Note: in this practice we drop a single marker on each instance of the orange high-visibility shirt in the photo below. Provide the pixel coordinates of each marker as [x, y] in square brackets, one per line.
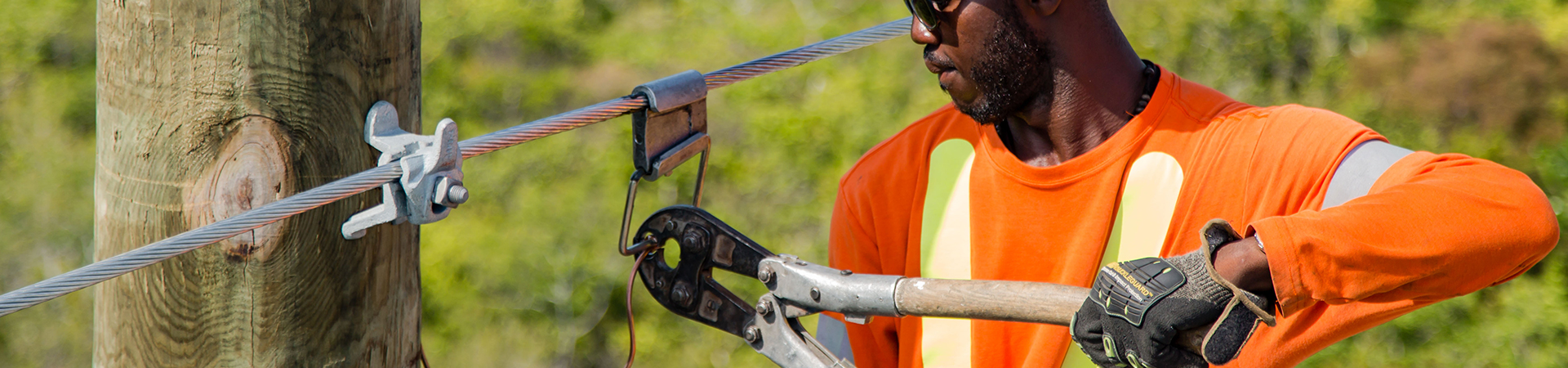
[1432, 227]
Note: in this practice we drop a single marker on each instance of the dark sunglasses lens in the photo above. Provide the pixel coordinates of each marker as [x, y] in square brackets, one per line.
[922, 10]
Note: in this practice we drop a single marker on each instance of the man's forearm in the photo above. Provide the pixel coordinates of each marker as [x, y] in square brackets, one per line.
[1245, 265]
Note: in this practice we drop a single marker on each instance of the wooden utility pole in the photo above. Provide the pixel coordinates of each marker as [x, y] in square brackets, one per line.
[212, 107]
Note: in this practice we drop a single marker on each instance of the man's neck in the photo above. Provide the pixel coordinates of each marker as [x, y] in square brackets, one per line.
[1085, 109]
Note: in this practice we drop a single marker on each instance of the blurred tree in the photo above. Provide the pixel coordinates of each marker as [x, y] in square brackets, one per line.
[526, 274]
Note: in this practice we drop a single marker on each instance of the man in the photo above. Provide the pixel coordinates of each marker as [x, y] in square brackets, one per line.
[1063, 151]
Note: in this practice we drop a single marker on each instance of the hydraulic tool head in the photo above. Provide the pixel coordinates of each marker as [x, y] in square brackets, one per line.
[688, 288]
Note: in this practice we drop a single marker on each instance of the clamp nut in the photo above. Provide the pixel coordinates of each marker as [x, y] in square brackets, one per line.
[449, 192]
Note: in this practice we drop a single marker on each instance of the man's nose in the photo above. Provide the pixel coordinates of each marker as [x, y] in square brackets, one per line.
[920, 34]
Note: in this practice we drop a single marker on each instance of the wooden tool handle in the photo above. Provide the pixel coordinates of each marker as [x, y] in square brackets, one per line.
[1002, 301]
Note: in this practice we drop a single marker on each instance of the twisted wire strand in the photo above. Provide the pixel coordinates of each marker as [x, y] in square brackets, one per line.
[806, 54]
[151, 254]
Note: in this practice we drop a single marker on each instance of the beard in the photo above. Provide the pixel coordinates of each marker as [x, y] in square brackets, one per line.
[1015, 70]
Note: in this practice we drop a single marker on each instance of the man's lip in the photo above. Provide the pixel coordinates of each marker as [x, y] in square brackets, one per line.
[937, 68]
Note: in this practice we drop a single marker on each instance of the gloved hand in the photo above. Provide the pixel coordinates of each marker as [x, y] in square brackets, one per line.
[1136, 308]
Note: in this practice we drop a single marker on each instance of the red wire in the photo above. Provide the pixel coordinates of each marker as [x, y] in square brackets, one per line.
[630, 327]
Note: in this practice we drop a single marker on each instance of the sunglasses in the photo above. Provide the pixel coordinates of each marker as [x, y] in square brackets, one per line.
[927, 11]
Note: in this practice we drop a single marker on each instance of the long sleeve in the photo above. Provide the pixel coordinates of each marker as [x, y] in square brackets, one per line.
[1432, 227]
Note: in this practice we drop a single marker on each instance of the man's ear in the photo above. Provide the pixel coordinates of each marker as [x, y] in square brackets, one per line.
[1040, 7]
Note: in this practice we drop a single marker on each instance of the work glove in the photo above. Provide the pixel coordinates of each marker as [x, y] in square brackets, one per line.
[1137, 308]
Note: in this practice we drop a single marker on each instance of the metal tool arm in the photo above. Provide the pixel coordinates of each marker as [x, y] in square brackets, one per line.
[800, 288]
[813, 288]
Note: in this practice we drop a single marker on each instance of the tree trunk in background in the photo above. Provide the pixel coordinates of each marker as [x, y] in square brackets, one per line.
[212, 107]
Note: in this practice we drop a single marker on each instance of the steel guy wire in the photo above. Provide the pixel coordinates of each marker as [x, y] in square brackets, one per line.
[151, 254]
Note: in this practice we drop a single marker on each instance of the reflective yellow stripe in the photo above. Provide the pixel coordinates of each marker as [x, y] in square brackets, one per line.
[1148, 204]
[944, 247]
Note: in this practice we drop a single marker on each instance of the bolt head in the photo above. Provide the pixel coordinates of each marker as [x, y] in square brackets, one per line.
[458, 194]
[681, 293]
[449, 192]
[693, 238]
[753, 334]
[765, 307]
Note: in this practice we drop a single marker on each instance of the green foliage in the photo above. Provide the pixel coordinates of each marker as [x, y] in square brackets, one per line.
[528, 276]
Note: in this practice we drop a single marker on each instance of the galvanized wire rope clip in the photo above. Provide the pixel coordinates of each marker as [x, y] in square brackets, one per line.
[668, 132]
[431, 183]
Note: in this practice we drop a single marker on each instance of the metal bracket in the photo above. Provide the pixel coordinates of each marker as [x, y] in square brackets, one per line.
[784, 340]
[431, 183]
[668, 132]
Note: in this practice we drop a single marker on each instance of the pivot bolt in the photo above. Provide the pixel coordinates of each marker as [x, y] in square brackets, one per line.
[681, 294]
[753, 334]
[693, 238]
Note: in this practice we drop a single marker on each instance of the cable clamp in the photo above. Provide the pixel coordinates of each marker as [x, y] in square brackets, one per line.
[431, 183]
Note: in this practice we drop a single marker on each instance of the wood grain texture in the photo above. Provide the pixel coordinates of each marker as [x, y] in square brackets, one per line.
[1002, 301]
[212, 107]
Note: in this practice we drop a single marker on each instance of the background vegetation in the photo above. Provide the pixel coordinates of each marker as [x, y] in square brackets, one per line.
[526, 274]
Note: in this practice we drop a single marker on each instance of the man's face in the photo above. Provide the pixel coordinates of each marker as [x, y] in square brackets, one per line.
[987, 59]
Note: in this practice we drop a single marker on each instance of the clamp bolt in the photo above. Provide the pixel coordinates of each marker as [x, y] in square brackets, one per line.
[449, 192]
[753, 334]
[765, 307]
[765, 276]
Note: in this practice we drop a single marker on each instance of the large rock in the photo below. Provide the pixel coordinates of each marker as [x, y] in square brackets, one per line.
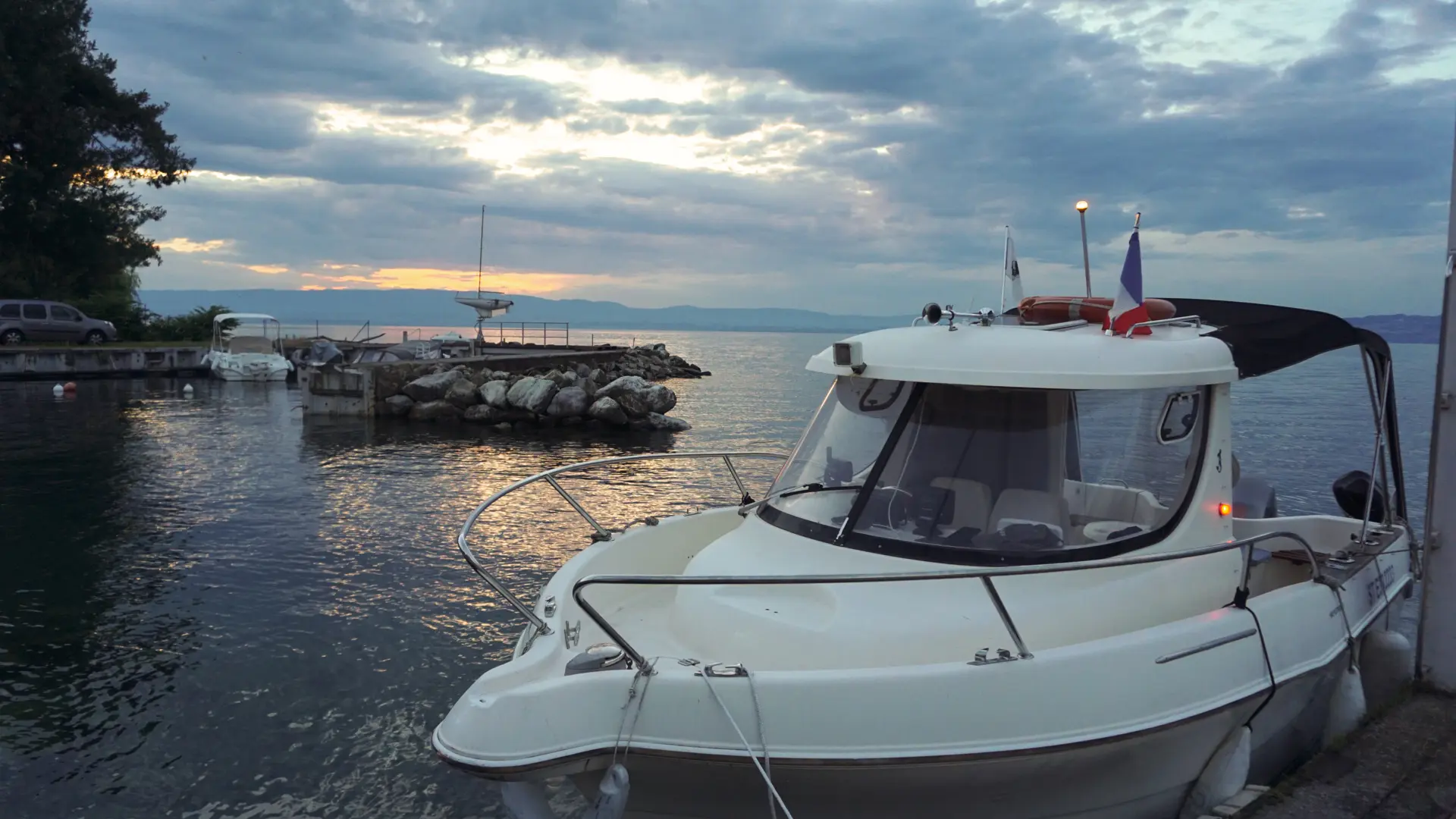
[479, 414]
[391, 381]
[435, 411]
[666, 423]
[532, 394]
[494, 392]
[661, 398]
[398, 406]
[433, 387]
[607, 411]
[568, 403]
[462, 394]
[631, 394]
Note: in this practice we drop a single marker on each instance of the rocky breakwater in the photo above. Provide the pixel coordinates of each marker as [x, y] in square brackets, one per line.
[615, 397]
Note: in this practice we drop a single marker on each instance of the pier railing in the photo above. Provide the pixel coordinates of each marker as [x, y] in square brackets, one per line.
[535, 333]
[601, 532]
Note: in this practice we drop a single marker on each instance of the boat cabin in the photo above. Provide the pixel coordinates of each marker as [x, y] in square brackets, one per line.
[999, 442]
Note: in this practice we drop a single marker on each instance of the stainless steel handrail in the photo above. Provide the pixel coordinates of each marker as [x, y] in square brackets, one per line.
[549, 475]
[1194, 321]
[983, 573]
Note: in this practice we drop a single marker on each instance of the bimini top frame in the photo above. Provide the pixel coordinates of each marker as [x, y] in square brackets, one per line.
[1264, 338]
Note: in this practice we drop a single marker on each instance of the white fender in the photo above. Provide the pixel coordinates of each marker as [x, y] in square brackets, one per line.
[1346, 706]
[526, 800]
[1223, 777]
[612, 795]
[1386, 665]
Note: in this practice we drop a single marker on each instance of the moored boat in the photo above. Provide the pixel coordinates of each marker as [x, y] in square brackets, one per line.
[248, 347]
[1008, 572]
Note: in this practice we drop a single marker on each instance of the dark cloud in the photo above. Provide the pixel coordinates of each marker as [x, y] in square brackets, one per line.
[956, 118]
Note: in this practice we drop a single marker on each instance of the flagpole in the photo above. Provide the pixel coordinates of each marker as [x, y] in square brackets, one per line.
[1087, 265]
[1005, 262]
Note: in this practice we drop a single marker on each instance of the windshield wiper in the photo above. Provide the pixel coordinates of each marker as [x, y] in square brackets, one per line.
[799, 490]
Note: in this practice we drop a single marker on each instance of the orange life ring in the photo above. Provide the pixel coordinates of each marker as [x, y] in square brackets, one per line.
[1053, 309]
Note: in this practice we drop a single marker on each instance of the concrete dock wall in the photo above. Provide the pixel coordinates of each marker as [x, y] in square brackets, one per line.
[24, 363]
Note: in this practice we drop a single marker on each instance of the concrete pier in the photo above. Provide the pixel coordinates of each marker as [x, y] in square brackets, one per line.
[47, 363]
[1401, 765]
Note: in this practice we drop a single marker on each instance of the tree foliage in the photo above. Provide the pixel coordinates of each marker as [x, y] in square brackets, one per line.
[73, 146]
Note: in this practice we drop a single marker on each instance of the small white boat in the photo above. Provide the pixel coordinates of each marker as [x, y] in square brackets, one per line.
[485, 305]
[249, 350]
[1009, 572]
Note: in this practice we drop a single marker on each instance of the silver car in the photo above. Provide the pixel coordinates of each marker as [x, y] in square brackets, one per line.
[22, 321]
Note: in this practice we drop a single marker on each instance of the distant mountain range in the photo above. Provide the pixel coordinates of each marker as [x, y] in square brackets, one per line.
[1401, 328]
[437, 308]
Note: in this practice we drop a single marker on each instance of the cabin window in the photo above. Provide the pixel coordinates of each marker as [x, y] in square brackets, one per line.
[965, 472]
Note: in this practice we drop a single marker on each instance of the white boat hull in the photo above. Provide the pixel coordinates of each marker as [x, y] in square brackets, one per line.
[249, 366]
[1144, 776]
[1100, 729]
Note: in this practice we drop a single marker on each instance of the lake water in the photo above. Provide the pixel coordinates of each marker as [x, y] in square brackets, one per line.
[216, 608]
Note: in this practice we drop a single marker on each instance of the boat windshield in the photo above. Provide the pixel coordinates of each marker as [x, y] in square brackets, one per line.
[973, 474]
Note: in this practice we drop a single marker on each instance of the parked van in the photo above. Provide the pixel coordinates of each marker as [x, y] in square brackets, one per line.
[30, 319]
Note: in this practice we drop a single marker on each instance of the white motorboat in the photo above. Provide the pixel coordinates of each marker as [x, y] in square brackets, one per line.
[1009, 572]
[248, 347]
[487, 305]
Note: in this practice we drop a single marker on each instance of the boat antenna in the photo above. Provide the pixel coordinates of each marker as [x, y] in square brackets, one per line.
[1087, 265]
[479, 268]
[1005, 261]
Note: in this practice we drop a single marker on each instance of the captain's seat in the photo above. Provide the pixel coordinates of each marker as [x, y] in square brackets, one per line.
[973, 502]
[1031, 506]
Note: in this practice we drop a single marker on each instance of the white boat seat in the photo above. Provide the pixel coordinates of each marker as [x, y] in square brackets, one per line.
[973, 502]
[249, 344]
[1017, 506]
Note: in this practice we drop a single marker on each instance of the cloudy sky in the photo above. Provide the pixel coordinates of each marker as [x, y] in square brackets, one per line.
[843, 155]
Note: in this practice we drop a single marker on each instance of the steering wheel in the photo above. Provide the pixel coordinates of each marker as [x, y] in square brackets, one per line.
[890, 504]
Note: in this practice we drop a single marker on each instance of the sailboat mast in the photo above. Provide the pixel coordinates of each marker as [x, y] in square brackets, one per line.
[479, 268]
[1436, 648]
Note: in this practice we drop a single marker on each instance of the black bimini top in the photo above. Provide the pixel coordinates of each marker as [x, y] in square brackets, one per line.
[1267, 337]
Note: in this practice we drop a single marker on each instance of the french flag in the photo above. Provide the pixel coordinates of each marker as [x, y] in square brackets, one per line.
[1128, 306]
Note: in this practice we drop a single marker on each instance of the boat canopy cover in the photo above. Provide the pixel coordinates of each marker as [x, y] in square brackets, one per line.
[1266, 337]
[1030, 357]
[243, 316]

Aim of the task
Rewrite the material between the line containing "the boat antenna" and the line containing "[1017, 506]", inclusive, replacing "pixel coordinates" with "image coordinates" and leaving everything else unchanged. Provide only those lines.

Final answer
Note: in this practice we drop a single marker on each instance of the boat antenna in the photo above. Provide the image coordinates of each marker as [x, y] in square brackets, one per line.
[1087, 265]
[479, 268]
[1005, 261]
Note: in this practice we drop a single marker on each instance of the captain's seat in the photo above. Provide the image coordinates of each marker as [x, y] in square brackets, one per line.
[973, 502]
[1031, 506]
Note: in this practice we drop a single marker on each instance of the white boat seat in the photo above. Provide the image coordinates of each marker as [x, y] in square brackets, one per line.
[973, 502]
[249, 344]
[1017, 506]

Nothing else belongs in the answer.